--- start of MATERIAL TO PROCESS ---

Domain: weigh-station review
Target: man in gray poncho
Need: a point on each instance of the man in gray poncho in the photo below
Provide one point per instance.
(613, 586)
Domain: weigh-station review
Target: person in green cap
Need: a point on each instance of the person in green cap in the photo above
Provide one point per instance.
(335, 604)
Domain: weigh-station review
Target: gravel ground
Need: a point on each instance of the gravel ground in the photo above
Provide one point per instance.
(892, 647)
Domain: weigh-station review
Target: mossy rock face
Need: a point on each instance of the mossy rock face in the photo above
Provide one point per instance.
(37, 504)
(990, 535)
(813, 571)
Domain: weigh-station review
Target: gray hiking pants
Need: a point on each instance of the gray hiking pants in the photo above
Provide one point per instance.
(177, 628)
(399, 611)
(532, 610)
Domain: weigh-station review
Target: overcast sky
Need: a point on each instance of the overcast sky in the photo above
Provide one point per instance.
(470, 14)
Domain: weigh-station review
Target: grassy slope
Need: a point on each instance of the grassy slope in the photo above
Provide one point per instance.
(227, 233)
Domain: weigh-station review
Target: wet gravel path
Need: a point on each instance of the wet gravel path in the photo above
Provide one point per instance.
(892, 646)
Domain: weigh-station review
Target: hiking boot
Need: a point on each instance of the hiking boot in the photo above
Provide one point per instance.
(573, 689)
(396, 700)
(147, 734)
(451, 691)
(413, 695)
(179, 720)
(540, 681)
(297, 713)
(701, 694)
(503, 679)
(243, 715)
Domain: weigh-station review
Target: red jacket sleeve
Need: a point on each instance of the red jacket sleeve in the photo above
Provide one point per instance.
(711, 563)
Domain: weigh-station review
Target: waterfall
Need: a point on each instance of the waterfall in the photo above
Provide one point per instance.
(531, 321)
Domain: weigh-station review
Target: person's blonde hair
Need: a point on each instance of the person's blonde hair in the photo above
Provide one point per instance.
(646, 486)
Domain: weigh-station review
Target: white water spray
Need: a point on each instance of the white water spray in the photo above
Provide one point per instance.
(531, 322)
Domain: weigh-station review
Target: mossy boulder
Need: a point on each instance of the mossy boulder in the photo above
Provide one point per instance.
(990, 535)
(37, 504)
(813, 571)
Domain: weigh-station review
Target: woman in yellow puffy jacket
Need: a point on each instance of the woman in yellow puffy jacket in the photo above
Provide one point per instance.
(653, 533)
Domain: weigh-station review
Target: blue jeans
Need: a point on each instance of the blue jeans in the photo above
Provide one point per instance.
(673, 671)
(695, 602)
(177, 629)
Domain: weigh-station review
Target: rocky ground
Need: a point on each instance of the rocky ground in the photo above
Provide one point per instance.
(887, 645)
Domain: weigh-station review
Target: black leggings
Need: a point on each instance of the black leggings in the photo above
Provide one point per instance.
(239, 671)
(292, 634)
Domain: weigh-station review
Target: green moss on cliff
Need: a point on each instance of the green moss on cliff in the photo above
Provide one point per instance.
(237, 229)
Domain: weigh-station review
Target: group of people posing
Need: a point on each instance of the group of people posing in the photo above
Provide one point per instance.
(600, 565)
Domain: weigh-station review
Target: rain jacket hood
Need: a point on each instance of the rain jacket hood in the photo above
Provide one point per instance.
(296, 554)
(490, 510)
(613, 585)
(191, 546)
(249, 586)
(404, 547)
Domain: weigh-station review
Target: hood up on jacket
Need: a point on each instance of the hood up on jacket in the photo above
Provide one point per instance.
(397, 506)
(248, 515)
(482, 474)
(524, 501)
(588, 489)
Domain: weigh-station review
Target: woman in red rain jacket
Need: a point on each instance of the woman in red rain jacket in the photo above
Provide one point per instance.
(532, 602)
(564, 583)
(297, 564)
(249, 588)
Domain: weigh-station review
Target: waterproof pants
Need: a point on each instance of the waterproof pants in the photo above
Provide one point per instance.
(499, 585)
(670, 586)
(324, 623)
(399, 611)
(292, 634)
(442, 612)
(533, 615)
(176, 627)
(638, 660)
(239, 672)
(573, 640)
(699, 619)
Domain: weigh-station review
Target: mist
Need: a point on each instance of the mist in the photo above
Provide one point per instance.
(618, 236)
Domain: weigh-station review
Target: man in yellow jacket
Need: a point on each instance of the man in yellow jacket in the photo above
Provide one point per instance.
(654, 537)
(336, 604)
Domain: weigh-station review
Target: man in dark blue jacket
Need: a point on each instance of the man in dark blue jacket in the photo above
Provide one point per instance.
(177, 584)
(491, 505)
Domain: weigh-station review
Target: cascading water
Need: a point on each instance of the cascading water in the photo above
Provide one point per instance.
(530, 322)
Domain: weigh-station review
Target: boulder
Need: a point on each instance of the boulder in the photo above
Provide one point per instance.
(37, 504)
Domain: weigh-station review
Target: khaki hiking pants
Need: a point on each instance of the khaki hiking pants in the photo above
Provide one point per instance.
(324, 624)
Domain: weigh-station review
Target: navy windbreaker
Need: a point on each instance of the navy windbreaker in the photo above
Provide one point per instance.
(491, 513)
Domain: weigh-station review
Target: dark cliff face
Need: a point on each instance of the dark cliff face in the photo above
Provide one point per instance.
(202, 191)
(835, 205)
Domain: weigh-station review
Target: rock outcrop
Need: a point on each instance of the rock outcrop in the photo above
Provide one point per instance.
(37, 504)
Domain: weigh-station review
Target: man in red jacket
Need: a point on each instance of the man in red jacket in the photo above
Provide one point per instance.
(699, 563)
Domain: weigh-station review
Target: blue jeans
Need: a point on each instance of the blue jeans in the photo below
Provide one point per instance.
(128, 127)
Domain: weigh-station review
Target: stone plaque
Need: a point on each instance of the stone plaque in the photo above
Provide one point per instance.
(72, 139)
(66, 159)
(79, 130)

--- end of MATERIAL TO PROCESS ---

■ **EXERCISE GOAL**
Give back the whole listing, word for word.

■ **EXERCISE RESULT**
Domain: weigh-station review
Target: man in gray poncho
Need: a point on each instance of the man in gray poncho in the photo below
Provide one point per instance.
(613, 586)
Domain: weigh-station review
Target: person in green cap
Need: a point on each instance of the person in green cap in the photo above
Provide one point per instance.
(335, 604)
Domain: weigh-station review
Target: gravel ground
Need: a point on each instance of the gravel ground in the photo above
Provide one point per instance.
(892, 647)
Domain: weigh-station review
Target: mossy rock face
Need: a point on each instance of the mossy rock face in the photo above
Provide one point per instance.
(37, 504)
(990, 535)
(813, 571)
Domain: weigh-station review
Target: gray hiking pants
Need: a point on each instance of the gray hiking pants in the photo above
Provide one point per instance.
(177, 628)
(399, 611)
(532, 610)
Domain: weigh-station review
Target: overcast sky
Need: a point on each instance of the overcast sky in the photo above
Provide one point per instance.
(470, 14)
Domain: weigh-station review
Target: grassy slope
Need: a point on each instance of the grassy slope in the photo above
Provide one point per instance.
(227, 233)
Domain: weigh-station review
Target: wet gravel path
Need: a point on each instance of the wet gravel path in the photo above
Provide one point per instance.
(892, 646)
Domain: weigh-station review
Target: hiking boot
Need: a point on each instance of the hiking boot in the photo above
Provide one point per instance.
(573, 689)
(396, 700)
(147, 734)
(451, 691)
(413, 695)
(179, 720)
(540, 681)
(297, 713)
(701, 694)
(503, 679)
(243, 715)
Domain: weigh-station review
Target: red jacket sleeve
Need: a point on each instance of the red jacket sleeve in the photo above
Provide one point per instance.
(711, 563)
Domain: weigh-station review
Target: waterfall
Need: a point on each instance of the waterfall in the photo above
Provide one point per instance.
(531, 321)
Domain: weigh-station review
Target: person's blonde hair
Need: a point on each instance of the person's blonde hair in the photo above
Provide one point per instance.
(646, 486)
Domain: weigh-station review
Target: white water spray
Need: a point on each instance of the white water spray in the photo above
Provide one point per instance.
(531, 322)
Domain: weigh-station review
Target: mossy boulder
Need: a point on each instance of the mossy boulder in the photo above
Provide one point per instance.
(990, 535)
(37, 504)
(813, 571)
Domain: weigh-station review
Target: woman in yellow puffy jacket
Need: a point on each instance of the woman in yellow puffy jacket in the photo above
Provide one point per instance.
(653, 533)
Domain: weigh-station review
Target: blue jeans
Need: a point on each instance of the blue jeans in the photo above
Provide one point per instance.
(673, 671)
(695, 602)
(177, 629)
Domain: weigh-station review
Target: rocky ground
Need: a point on each instance of the rocky ground in the photo above
Provide one point per instance.
(887, 645)
Domain: weigh-station review
Target: black leggings
Need: a point on each instance of the black leggings in the photo above
Provide one point per instance.
(239, 671)
(292, 634)
Domain: weigh-station review
Target: green moss on cliff
Need: a point on each instance of the green moss on cliff in the photo above
Provide one point per instance.
(237, 229)
Domain: weigh-station review
Target: group of people posing
Need: a point on each instance of the group of people posing in the photo above
Provide one point per instance.
(600, 565)
Domain: weigh-station review
Target: rain jacket hood
Need: a point on each instance of the rain jacket hood in the photo above
Provide one point per instance.
(296, 554)
(490, 510)
(613, 585)
(191, 546)
(249, 586)
(404, 547)
Domain: weigh-station review
Target: hood up on jacket
Need: a point on each instance of the hood up on jacket in the photo above
Provide one point per instance.
(397, 506)
(248, 515)
(482, 474)
(524, 501)
(588, 489)
Domain: weigh-station review
Target: woman in red rain jacket
Need: a point on each instance of the woman in red rain jacket in the photo above
Provide one point per instance.
(532, 602)
(564, 583)
(297, 564)
(249, 588)
Domain: weigh-station review
Target: waterproof pants
Need: a point on each instance of the waterproof pants in the photo above
Provide one point per instance.
(499, 585)
(670, 586)
(324, 623)
(399, 611)
(292, 634)
(442, 612)
(533, 615)
(176, 627)
(638, 660)
(239, 672)
(573, 640)
(699, 619)
Domain: weigh-station review
Target: mist
Need: a point on each instance of the mist in the photo above
Provide one point per instance.
(618, 236)
Domain: weigh-station review
Target: man in yellow jacket
Need: a point on each instance of the man in yellow jacket in the photo above
Provide one point per instance.
(654, 537)
(336, 604)
Domain: weigh-station review
Target: man in dark blue jacket
Need: a point on each instance of the man in dark blue jacket in the photo above
Provide one point per instance.
(177, 584)
(491, 505)
Domain: weigh-station review
Target: cascading water
Need: a point on each instance of the cascading water in the photo above
Provide one point per instance.
(530, 322)
Domain: weigh-station review
Target: boulder
Need: a point on each instance of the boulder in the photo above
Provide one point per instance.
(37, 504)
Domain: weigh-station review
Target: khaki hiking pants
Need: a point on each instance of the khaki hiking pants in the photo above
Provide one point per instance.
(324, 624)
Domain: weigh-station review
Target: navy windbreaker
Need: a point on each instance of the navy windbreaker in the photo above
Provide one point per instance.
(491, 513)
Domain: weigh-station review
Target: dark cliff face
Need: a point on each instance of the dark cliff face in the photo above
Provide one point per instance.
(202, 191)
(835, 205)
Domain: weigh-station review
Target: rock outcrop
Need: a point on each instance of the rock outcrop in the photo above
Provide one point per instance.
(37, 504)
Domain: weigh-station review
Target: man in red jacket
Need: a point on each instance of the man in red jacket in the photo above
Provide one point per instance.
(699, 563)
Domain: weigh-station review
Target: blue jeans
Need: a point on each instance of the blue jeans in the photo below
Provide one point per instance.
(128, 127)
Domain: weigh-station review
Target: stone plaque
Need: a point on each instance of the stone plaque in the photo above
Provide one point per instance.
(72, 139)
(66, 159)
(79, 130)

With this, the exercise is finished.